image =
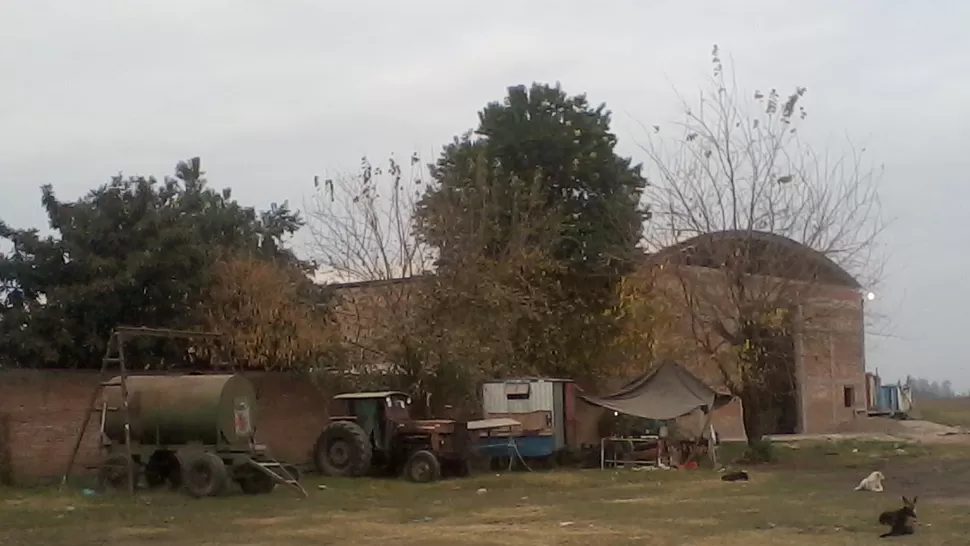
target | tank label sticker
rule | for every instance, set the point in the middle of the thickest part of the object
(243, 425)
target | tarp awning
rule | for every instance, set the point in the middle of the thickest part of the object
(667, 392)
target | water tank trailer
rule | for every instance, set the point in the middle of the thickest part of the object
(193, 432)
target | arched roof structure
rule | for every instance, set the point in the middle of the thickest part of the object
(768, 253)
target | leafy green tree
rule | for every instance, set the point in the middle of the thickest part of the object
(134, 251)
(541, 133)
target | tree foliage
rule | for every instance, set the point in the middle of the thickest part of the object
(135, 251)
(738, 170)
(429, 331)
(542, 134)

········

| Brief |
Type the records out again in full, exactly, with each picture omitted.

| Result |
image =
target | tank label sticker
rule | for every instance, set the point in the middle of the thickest part of the object
(243, 425)
target | tarp awning
rule | for every instance, set the point in the middle of the thickest part of the object
(667, 392)
target | water tank trailer
rule | for every instance, set the point in the middle of the thickest part of the object
(193, 432)
target | arched roof structure
rule | for every instance, set the point in the middle of the thickest part of the object
(768, 253)
target | leafy green tree
rule | for every instance, set the point in the middle of the thickest part of the object
(134, 251)
(541, 133)
target | tree foliage
rule | for every instance, set the point in the middle of the thickest part of the object
(135, 251)
(738, 170)
(429, 331)
(542, 134)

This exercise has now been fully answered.